Reading passage:

::::::::::

Ecologist Richard Hall will present the second talk in the Natural History Lecture Series at 4 p.m. on Thursday, May 12. His presentation, “Birding Through the Seasons in Athens-Clarke County,” will take place in the auditorium of the Richard B. Russell Special Collections Library, preceded by a reception with coffee and cookies. It is sponsored by the Friends of the Georgia Museum of Natural History and the Friends of the State Botanical Garden of Georgia, and is free and open to all.
Nestled between the two forks of the Oconee River, on a migratory corridor connecting Latin America to the boreal forest, Athens is blessed with a great diversity of bird life.
“Thanks to the rich history of ornithology at UGA, the museum collections, and pioneering efforts of citizen scientists recording their sightings online, the Athens-Clarke County bird list totals over 250 species,” said Hall. “This talk will survey the breeding, wintering and migratory birds found in Athens, including tips on when and where to find them, and speculate as to which species we can expect to see more of (and less of) in a warmer world,” he said.
An associate research scientist in the University of Georgia Odum School of Ecology and College of Veterinary Medicine Department of Infectious Diseases, Hall uses mathematical models to predict how migratory species respond to global change. He is a former president of the Oconee Rivers Audubon Society, a member of the Georgia Ornithological Society Checklists and Records Committee and editor of From the Field, a quarterly report of noteworthy Georgia bird sightings.
The Natural History Lecture Series is organized by the Friends of the Georgia Museum of Natural History, a non-profit organization that supports and advances the mission and programs of the Museum by increasing public awareness, supporting service and outreach programs, fundraising and mobilizing other resources.
To learn more about the Friends of the Georgia Museum of Natural History, see http://www.gmnhfriends.org/.
The talk coincides with an exhibit featuring rare watercolors from John Abbot, one of Georgia’s earliest naturalists, part of the celebration of the 20th anniversary of the James W. Woodruff, Sr. Center for the Natural History of Georgia.

::::::::::

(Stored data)

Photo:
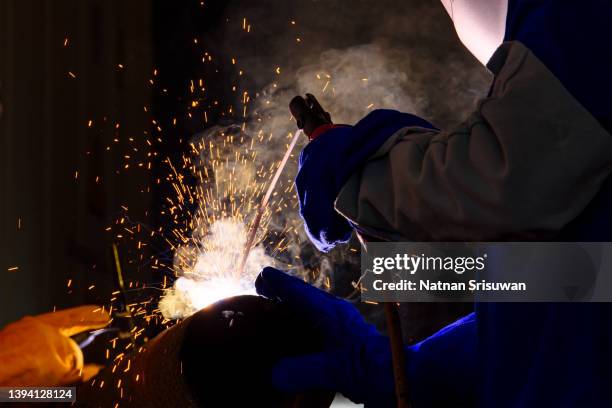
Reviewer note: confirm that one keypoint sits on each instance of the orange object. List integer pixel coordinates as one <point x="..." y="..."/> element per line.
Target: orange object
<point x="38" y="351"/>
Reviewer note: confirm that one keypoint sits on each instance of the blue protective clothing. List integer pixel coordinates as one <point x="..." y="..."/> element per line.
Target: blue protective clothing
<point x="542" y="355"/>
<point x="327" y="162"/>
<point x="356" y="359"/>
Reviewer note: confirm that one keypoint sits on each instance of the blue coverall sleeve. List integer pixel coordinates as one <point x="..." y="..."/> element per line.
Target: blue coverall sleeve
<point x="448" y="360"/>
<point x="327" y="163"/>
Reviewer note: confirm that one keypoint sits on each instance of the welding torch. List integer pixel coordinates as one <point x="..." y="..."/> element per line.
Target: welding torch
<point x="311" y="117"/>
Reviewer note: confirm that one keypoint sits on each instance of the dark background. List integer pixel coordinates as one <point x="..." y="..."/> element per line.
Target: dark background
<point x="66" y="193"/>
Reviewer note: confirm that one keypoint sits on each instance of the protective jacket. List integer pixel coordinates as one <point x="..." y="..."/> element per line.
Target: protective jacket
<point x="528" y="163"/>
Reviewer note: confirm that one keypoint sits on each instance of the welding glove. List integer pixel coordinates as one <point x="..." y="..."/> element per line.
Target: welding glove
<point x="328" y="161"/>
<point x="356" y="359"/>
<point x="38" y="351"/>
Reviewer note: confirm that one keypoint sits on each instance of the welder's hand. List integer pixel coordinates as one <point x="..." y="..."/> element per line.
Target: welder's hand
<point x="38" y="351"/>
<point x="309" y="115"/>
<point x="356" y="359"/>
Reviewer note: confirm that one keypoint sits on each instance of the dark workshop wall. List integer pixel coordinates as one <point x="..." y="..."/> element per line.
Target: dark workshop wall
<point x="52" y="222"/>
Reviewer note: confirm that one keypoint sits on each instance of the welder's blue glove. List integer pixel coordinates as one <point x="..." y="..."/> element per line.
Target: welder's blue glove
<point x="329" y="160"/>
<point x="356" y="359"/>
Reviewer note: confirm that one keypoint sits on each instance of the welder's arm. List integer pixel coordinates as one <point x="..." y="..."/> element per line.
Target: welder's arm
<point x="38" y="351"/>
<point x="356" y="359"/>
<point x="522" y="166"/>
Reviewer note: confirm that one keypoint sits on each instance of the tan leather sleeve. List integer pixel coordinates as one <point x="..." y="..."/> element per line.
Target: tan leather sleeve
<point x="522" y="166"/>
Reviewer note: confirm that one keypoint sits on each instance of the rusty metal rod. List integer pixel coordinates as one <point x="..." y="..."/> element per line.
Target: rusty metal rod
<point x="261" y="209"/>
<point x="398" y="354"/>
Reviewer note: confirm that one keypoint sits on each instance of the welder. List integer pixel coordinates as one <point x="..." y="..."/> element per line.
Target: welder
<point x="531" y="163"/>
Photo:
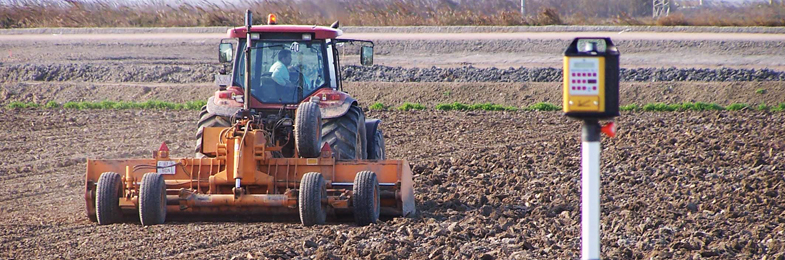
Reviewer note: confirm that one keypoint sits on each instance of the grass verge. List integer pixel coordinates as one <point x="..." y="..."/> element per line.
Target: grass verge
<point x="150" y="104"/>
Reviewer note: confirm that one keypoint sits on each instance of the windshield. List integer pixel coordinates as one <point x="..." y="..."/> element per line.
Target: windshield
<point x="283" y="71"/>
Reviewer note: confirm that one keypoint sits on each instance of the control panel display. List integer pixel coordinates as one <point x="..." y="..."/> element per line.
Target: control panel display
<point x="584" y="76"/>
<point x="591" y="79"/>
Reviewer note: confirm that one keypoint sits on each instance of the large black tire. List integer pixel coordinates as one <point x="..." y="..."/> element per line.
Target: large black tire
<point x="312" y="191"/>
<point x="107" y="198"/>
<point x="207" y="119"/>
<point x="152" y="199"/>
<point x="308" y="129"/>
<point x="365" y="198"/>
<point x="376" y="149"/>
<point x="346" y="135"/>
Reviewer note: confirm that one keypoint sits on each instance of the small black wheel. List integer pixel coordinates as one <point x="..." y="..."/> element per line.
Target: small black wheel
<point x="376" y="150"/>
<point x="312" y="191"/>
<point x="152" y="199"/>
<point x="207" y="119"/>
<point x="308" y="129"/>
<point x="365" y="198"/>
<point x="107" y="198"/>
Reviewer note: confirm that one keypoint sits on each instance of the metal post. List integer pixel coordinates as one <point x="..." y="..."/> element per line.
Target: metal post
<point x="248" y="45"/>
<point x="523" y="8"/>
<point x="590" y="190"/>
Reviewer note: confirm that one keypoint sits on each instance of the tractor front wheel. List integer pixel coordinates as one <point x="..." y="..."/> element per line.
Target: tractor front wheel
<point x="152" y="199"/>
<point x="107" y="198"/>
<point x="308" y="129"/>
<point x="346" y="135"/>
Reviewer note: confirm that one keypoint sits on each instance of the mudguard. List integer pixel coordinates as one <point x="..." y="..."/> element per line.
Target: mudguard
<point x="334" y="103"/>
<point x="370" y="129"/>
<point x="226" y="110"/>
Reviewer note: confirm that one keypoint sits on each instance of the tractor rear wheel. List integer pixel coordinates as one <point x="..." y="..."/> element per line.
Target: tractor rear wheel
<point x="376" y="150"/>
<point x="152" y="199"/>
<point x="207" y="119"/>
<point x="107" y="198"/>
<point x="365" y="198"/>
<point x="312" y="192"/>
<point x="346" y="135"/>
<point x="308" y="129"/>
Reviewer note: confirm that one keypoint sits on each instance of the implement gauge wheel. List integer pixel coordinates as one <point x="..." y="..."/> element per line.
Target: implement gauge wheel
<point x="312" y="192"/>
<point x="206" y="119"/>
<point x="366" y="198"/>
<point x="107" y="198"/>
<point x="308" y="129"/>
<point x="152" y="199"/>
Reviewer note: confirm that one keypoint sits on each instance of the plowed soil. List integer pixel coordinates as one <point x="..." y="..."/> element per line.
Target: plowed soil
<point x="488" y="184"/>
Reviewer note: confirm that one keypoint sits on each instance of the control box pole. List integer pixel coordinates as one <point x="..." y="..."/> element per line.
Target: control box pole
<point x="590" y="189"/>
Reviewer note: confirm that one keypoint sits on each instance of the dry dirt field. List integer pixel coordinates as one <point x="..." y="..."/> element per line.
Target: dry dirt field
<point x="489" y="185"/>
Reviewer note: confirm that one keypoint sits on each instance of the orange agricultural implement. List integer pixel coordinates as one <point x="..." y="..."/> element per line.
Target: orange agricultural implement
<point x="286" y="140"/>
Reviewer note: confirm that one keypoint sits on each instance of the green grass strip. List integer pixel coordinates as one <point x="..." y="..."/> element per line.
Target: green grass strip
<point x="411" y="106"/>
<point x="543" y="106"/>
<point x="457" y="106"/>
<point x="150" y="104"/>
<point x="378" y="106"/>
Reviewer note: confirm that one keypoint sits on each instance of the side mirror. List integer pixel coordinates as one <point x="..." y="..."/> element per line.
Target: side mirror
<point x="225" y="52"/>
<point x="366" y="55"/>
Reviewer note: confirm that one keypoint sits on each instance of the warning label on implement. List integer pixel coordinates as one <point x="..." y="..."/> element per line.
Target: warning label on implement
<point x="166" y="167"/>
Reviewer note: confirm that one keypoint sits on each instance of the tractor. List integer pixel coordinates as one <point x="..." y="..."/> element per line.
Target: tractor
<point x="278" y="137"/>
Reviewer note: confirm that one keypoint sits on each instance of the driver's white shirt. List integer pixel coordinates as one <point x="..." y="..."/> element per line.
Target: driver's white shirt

::::::::::

Exercise instructions:
Answer these questions about the lecture announcement:
1. At what time and on what date will Hall's talk be held?
2. According to Hall, how many species are on the Athens-Clarke County bird list?
3. What is the name of the quarterly report of noteworthy Georgia bird sightings that Hall edits?

Exercise solution:
1. 4 p.m. on Thursday, May 12.
2. Over 250 species.
3. From the Field.